**AIM**
Please pick out every line in the material below that contains the word "virgin" and copy each of those lines in full. Treat the match as case-sensitive.

**DATA FOR THIS TASK**
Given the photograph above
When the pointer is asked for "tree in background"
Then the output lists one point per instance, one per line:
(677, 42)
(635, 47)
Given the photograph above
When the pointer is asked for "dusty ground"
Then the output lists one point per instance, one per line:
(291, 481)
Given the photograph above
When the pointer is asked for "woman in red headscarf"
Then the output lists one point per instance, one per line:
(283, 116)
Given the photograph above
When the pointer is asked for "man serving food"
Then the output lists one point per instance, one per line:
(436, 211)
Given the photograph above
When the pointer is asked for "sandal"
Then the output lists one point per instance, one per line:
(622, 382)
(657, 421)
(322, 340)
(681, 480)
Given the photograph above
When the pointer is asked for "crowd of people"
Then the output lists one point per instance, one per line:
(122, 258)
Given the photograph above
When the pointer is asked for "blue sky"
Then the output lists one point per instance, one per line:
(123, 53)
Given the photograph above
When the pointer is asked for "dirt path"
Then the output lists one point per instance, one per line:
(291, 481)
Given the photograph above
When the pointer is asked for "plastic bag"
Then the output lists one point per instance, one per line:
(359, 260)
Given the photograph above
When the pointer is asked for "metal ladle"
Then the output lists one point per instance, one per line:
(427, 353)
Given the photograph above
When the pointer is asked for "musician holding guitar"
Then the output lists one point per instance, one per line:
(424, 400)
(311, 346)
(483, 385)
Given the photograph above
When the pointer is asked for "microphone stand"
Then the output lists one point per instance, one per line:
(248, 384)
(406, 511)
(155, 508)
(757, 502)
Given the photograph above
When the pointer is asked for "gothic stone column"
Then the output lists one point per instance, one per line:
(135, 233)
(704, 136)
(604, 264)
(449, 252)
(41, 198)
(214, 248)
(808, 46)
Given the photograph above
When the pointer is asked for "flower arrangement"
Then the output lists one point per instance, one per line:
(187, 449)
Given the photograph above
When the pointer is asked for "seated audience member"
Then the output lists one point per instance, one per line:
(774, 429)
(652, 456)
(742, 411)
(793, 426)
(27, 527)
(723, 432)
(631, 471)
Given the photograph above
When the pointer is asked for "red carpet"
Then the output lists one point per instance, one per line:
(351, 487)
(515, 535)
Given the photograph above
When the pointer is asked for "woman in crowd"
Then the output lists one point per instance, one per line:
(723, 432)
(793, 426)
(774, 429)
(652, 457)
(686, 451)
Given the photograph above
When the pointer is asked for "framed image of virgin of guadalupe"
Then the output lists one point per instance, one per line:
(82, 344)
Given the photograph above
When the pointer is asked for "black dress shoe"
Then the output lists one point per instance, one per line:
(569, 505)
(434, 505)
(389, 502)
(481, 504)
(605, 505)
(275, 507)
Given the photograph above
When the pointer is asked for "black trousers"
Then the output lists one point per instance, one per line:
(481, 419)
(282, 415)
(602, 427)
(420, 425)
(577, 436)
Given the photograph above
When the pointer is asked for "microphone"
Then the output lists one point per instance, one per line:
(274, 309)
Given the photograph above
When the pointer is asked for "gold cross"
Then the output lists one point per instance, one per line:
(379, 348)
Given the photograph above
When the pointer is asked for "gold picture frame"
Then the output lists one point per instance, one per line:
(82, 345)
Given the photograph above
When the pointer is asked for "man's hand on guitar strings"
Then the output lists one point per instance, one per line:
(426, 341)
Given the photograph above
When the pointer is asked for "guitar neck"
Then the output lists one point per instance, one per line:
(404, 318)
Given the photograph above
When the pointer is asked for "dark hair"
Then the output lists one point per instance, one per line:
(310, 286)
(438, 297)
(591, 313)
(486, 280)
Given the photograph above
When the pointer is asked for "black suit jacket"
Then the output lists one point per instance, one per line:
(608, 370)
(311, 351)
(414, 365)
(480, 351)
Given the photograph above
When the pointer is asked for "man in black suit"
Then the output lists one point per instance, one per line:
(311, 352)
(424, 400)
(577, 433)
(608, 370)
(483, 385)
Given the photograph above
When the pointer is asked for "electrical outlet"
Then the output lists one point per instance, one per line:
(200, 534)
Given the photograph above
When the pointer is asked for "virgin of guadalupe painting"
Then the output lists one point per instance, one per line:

==

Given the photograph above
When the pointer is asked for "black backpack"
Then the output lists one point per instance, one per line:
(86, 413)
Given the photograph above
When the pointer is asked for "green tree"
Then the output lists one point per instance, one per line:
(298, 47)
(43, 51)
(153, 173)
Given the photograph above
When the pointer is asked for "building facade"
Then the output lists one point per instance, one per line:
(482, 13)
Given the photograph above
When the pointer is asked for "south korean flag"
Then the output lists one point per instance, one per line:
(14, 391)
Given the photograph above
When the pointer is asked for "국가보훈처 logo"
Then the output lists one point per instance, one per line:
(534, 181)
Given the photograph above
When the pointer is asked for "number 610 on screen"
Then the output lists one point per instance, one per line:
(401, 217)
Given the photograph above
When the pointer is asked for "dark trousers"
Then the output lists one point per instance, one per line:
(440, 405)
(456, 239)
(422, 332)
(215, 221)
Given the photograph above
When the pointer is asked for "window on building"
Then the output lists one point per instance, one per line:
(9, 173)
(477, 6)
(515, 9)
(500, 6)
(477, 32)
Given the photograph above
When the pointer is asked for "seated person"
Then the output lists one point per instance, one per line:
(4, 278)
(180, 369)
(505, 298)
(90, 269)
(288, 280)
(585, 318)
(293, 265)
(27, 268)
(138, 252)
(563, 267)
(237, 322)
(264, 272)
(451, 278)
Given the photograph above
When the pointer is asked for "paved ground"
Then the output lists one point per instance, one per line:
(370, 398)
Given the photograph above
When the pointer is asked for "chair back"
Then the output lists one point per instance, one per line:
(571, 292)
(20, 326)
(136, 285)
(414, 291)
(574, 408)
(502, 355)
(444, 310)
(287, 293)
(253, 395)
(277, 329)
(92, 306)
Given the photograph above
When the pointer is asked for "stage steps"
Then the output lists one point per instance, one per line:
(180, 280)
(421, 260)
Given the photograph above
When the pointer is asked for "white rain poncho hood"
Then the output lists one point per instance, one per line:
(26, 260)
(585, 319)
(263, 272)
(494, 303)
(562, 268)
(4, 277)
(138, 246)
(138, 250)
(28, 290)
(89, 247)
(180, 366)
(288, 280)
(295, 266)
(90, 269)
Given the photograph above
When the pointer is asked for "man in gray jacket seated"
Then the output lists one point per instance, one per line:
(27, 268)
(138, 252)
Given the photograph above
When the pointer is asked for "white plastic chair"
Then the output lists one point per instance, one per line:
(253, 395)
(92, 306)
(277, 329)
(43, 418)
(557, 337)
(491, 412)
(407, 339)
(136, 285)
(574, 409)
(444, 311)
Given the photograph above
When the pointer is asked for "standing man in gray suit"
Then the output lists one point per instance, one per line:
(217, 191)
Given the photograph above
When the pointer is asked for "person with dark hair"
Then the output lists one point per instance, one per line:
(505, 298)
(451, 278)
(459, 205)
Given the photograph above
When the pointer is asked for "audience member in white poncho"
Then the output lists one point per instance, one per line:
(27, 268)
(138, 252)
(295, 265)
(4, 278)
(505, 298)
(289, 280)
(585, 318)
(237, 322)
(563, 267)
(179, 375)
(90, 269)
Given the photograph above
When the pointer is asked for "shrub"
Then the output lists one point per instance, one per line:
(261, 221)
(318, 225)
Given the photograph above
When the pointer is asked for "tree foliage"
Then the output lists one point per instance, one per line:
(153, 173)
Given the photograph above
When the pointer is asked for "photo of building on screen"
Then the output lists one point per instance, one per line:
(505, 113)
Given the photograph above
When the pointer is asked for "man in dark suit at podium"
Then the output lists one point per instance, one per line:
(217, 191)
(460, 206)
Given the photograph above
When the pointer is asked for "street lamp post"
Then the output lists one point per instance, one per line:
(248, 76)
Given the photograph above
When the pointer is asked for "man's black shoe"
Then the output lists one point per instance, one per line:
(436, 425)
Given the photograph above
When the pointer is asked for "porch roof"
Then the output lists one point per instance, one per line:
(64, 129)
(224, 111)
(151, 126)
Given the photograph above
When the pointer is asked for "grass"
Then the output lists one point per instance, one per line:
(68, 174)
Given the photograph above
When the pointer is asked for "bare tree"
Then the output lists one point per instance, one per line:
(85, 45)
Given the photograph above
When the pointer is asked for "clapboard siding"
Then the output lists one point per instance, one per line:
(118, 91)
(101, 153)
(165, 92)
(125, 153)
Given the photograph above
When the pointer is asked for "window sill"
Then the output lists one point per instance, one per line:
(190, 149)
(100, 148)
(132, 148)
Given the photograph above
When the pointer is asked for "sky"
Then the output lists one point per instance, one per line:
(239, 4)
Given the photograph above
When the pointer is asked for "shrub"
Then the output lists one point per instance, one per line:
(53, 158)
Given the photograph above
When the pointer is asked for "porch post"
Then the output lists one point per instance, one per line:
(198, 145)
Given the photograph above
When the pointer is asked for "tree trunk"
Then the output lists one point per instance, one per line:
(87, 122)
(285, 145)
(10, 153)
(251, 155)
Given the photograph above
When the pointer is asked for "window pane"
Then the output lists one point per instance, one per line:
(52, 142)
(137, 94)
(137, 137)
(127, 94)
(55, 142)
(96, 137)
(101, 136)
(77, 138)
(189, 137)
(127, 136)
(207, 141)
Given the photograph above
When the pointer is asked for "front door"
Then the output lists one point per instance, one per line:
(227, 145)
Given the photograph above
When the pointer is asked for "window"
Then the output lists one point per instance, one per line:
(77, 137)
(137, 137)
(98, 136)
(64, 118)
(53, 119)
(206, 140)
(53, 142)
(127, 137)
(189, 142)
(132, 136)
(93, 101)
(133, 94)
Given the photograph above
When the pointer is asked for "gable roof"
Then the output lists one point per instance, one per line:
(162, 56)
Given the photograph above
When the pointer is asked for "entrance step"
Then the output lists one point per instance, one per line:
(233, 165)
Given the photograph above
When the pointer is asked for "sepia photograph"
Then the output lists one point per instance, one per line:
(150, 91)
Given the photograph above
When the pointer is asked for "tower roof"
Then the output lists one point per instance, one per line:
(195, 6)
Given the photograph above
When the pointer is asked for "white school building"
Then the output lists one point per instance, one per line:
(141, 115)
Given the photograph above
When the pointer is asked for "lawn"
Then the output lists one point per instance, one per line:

==

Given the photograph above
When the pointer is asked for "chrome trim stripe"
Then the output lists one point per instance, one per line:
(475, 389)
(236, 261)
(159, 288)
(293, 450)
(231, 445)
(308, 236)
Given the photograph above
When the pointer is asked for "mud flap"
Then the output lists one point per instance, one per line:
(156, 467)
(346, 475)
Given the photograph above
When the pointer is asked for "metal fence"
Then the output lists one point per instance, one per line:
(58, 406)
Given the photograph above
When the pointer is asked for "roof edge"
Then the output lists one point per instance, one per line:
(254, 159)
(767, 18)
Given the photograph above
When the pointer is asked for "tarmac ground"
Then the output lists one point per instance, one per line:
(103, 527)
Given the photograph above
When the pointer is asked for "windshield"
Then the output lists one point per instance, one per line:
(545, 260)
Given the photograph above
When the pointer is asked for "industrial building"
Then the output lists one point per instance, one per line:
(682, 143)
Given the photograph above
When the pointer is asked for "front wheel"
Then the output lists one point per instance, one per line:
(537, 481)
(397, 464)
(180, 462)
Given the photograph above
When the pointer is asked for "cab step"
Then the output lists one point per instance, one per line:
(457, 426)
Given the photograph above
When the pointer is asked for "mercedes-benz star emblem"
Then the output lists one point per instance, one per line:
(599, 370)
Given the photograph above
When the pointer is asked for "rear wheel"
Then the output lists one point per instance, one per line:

**FULL SOLUTION**
When the pointer is asked for "framed image of virgin of guadalupe"
When the pointer is asked for "virgin of guadalupe painting"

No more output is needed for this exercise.